[Material provided — start]

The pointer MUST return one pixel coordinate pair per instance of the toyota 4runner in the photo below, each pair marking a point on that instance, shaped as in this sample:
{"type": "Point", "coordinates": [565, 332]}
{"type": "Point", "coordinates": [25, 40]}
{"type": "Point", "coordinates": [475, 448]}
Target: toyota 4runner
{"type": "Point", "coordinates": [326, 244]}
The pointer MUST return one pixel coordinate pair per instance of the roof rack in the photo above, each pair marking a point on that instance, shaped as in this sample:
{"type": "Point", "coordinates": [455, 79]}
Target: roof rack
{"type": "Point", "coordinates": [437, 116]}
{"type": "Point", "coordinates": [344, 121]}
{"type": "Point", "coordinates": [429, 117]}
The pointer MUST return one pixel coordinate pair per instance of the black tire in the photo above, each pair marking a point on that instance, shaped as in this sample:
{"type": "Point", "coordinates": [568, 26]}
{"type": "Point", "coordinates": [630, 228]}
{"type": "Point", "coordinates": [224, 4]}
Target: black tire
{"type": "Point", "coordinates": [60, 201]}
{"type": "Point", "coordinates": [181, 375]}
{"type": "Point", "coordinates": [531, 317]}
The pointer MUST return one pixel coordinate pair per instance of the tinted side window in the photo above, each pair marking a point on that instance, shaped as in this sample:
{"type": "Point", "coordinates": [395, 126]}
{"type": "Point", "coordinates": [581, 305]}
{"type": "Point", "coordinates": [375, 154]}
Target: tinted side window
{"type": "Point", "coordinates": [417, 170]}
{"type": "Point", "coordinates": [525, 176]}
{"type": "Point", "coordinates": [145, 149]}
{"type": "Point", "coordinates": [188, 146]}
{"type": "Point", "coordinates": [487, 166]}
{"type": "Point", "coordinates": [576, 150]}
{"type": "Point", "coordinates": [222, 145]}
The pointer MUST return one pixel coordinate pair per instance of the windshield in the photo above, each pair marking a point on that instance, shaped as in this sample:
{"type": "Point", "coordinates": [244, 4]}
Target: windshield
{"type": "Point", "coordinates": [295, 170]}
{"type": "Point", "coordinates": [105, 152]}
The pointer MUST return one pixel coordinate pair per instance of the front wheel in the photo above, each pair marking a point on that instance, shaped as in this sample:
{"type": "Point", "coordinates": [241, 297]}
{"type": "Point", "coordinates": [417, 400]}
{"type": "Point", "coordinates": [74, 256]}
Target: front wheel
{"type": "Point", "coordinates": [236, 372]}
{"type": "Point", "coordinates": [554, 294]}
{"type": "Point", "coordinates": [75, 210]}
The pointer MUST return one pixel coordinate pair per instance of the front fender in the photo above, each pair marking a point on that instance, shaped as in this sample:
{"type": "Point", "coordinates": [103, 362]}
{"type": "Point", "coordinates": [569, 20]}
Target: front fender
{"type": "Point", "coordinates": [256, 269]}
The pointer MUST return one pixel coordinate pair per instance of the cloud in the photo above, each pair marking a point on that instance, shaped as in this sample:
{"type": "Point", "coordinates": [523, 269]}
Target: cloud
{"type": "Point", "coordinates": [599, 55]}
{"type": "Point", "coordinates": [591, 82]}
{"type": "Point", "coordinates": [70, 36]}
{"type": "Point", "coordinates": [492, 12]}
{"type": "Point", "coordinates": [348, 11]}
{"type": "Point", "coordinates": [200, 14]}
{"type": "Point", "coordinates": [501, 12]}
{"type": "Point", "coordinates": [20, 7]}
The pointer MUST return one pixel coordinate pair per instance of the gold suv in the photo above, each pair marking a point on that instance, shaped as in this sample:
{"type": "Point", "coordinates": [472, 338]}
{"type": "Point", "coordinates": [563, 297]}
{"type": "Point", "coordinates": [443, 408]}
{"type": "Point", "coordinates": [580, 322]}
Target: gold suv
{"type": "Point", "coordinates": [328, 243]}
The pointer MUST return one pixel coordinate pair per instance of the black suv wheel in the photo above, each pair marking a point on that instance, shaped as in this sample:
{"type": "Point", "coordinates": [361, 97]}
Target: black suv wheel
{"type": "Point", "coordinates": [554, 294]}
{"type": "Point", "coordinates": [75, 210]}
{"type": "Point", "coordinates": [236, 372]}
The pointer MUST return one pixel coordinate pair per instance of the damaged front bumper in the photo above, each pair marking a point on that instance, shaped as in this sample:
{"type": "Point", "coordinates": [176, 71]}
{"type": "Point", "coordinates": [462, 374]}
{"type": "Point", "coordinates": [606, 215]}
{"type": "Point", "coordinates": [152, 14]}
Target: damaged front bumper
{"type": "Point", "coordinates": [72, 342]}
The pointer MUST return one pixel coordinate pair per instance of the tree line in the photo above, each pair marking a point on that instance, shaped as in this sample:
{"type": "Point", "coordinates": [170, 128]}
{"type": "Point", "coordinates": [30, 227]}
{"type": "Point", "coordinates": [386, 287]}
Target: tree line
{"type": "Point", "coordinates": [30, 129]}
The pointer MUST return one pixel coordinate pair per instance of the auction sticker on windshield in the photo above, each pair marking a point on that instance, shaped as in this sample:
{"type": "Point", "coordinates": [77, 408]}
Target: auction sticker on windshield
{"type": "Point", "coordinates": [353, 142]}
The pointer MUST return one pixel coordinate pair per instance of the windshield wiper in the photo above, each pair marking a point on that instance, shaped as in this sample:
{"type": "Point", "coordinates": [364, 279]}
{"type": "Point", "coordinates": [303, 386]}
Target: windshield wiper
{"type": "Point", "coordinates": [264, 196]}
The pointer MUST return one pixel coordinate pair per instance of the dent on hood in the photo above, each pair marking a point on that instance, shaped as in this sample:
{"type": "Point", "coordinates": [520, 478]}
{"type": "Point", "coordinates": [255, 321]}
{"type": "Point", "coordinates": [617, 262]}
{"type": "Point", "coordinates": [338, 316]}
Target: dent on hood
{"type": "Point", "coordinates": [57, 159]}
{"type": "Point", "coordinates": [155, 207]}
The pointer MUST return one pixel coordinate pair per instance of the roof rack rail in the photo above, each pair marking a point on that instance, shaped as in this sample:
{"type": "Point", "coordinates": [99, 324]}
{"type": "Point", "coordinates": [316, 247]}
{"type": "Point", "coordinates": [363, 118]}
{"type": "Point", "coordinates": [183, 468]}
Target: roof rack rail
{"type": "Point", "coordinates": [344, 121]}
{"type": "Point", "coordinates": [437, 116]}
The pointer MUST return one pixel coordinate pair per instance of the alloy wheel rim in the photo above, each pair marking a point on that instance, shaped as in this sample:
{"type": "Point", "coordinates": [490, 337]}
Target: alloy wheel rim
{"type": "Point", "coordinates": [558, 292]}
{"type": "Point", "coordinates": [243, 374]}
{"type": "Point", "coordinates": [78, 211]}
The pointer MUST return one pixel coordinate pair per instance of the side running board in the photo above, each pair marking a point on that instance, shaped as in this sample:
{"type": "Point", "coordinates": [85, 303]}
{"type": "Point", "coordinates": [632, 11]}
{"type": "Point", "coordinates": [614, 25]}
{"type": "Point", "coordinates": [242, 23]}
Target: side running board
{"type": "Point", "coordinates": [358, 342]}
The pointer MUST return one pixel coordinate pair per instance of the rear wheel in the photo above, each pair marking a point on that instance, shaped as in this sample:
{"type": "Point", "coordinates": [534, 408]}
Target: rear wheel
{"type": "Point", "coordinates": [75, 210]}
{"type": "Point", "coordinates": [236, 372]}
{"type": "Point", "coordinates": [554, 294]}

[Material provided — finish]

Restating all of the data exactly is the whole task.

The pointer MUST return one pixel coordinate pair per instance of the toyota 4runner in the photo below, each pair marking a point on that instance, shaped as in this sample:
{"type": "Point", "coordinates": [565, 332]}
{"type": "Point", "coordinates": [25, 40]}
{"type": "Point", "coordinates": [475, 448]}
Target: toyota 4runner
{"type": "Point", "coordinates": [326, 244]}
The pointer MUST return one pixel coordinate pair per instance of the roof rack in the photo above, each pair marking a point on that instance, shaped as in this sample:
{"type": "Point", "coordinates": [455, 79]}
Target: roof rack
{"type": "Point", "coordinates": [437, 116]}
{"type": "Point", "coordinates": [344, 121]}
{"type": "Point", "coordinates": [429, 117]}
The pointer MUST return one pixel coordinate pair per instance of the black tire in the photo above, each pair marking a point on that instance, shaped as in this sample:
{"type": "Point", "coordinates": [568, 26]}
{"type": "Point", "coordinates": [630, 228]}
{"type": "Point", "coordinates": [224, 4]}
Target: black tire
{"type": "Point", "coordinates": [60, 201]}
{"type": "Point", "coordinates": [181, 375]}
{"type": "Point", "coordinates": [531, 317]}
The pointer MUST return one pixel coordinate pair per instance of the tinted side window in the photo above, each pair marking a point on that instance, shaped as in this sample:
{"type": "Point", "coordinates": [395, 126]}
{"type": "Point", "coordinates": [581, 305]}
{"type": "Point", "coordinates": [375, 154]}
Target: tinted side window
{"type": "Point", "coordinates": [417, 170]}
{"type": "Point", "coordinates": [525, 176]}
{"type": "Point", "coordinates": [145, 149]}
{"type": "Point", "coordinates": [188, 146]}
{"type": "Point", "coordinates": [487, 166]}
{"type": "Point", "coordinates": [576, 150]}
{"type": "Point", "coordinates": [222, 145]}
The pointer MUST return one pixel coordinate pair per instance of the windshield in the photo above, each pair marking a point on that instance, shaped as in this sample:
{"type": "Point", "coordinates": [244, 4]}
Target: windshield
{"type": "Point", "coordinates": [295, 170]}
{"type": "Point", "coordinates": [105, 152]}
The pointer MUST return one pixel coordinate pair per instance of the front wheel in the photo above, each pair marking a point on that instance, shaped as in this sample:
{"type": "Point", "coordinates": [241, 297]}
{"type": "Point", "coordinates": [417, 400]}
{"type": "Point", "coordinates": [74, 256]}
Target: front wheel
{"type": "Point", "coordinates": [236, 372]}
{"type": "Point", "coordinates": [554, 294]}
{"type": "Point", "coordinates": [75, 210]}
The pointer MUST return one pixel coordinate pair per instance of the front fender in the photo above, each pair marking a point on that instance, shaped as in this sample:
{"type": "Point", "coordinates": [103, 362]}
{"type": "Point", "coordinates": [569, 20]}
Target: front fender
{"type": "Point", "coordinates": [256, 269]}
The pointer MUST return one pixel coordinate pair per instance of the cloud in the photo above, each pair marking a point on that instance, shaped as in this sample:
{"type": "Point", "coordinates": [523, 269]}
Target: cloud
{"type": "Point", "coordinates": [599, 55]}
{"type": "Point", "coordinates": [591, 82]}
{"type": "Point", "coordinates": [70, 36]}
{"type": "Point", "coordinates": [492, 12]}
{"type": "Point", "coordinates": [348, 11]}
{"type": "Point", "coordinates": [200, 14]}
{"type": "Point", "coordinates": [501, 12]}
{"type": "Point", "coordinates": [20, 7]}
The pointer MUST return one pixel coordinate pair per instance of the gold suv in the photo above, each pair marking a point on that instance, shaped as in this sample:
{"type": "Point", "coordinates": [472, 338]}
{"type": "Point", "coordinates": [563, 297]}
{"type": "Point", "coordinates": [443, 408]}
{"type": "Point", "coordinates": [580, 322]}
Target: gold suv
{"type": "Point", "coordinates": [328, 243]}
The pointer MUST return one pixel coordinate pair per instance of the black suv wheel in the photo above, each pair marking a point on that instance, shaped as in this sample:
{"type": "Point", "coordinates": [361, 97]}
Target: black suv wheel
{"type": "Point", "coordinates": [554, 294]}
{"type": "Point", "coordinates": [75, 210]}
{"type": "Point", "coordinates": [236, 372]}
The pointer MUST return one pixel coordinate pair per instance of the damaged front bumper in the photo above, each pair marking a point on that instance, shaped as in this sample:
{"type": "Point", "coordinates": [176, 71]}
{"type": "Point", "coordinates": [462, 374]}
{"type": "Point", "coordinates": [606, 215]}
{"type": "Point", "coordinates": [152, 14]}
Target: damaged front bumper
{"type": "Point", "coordinates": [72, 342]}
The pointer MUST return one pixel coordinate pair per instance of the tree line in the photo above, each pair marking a point on that instance, shaped as in this sample:
{"type": "Point", "coordinates": [170, 128]}
{"type": "Point", "coordinates": [30, 227]}
{"type": "Point", "coordinates": [386, 287]}
Target: tree line
{"type": "Point", "coordinates": [30, 129]}
The pointer MUST return one pixel coordinate pair per instance of the auction sticker on windshield in the photo above, each pair marking a point on that instance, shaped as in this sample:
{"type": "Point", "coordinates": [77, 408]}
Target: auction sticker on windshield
{"type": "Point", "coordinates": [353, 142]}
The pointer MUST return one pixel coordinate pair per instance of the windshield wiper in the photo above, each pair marking a point on that instance, shaped as in this sample:
{"type": "Point", "coordinates": [364, 279]}
{"type": "Point", "coordinates": [303, 386]}
Target: windshield wiper
{"type": "Point", "coordinates": [264, 196]}
The pointer MUST return one pixel coordinate pair per instance of the dent on hood in the photo above, each pair marking a point on that instance, shaped as in this sample:
{"type": "Point", "coordinates": [520, 478]}
{"type": "Point", "coordinates": [255, 321]}
{"type": "Point", "coordinates": [617, 262]}
{"type": "Point", "coordinates": [338, 316]}
Target: dent on hood
{"type": "Point", "coordinates": [57, 159]}
{"type": "Point", "coordinates": [155, 207]}
The pointer MUST return one pixel coordinate pair per instance of the roof rack rail in the photo above, each pair marking a point on that instance, shaped as in this sample:
{"type": "Point", "coordinates": [99, 324]}
{"type": "Point", "coordinates": [316, 247]}
{"type": "Point", "coordinates": [363, 118]}
{"type": "Point", "coordinates": [183, 468]}
Target: roof rack rail
{"type": "Point", "coordinates": [344, 121]}
{"type": "Point", "coordinates": [437, 116]}
The pointer MUST return one pixel coordinate pair per instance of the alloy wheel rim in the photo above, each pair marking a point on that instance, shaped as in this sample:
{"type": "Point", "coordinates": [490, 337]}
Target: alloy wheel rim
{"type": "Point", "coordinates": [558, 292]}
{"type": "Point", "coordinates": [243, 374]}
{"type": "Point", "coordinates": [78, 211]}
The pointer MUST return one pixel coordinate pair per instance of the side running board in the photo above, each pair marking a point on that instance, shaped as in this sample:
{"type": "Point", "coordinates": [85, 303]}
{"type": "Point", "coordinates": [632, 11]}
{"type": "Point", "coordinates": [614, 25]}
{"type": "Point", "coordinates": [242, 23]}
Target: side running board
{"type": "Point", "coordinates": [358, 342]}
The pointer MUST return one pixel coordinate pair per instance of the rear wheel in the photo above, each pair marking a point on that instance, shaped as in this sample:
{"type": "Point", "coordinates": [534, 408]}
Target: rear wheel
{"type": "Point", "coordinates": [75, 210]}
{"type": "Point", "coordinates": [236, 372]}
{"type": "Point", "coordinates": [554, 294]}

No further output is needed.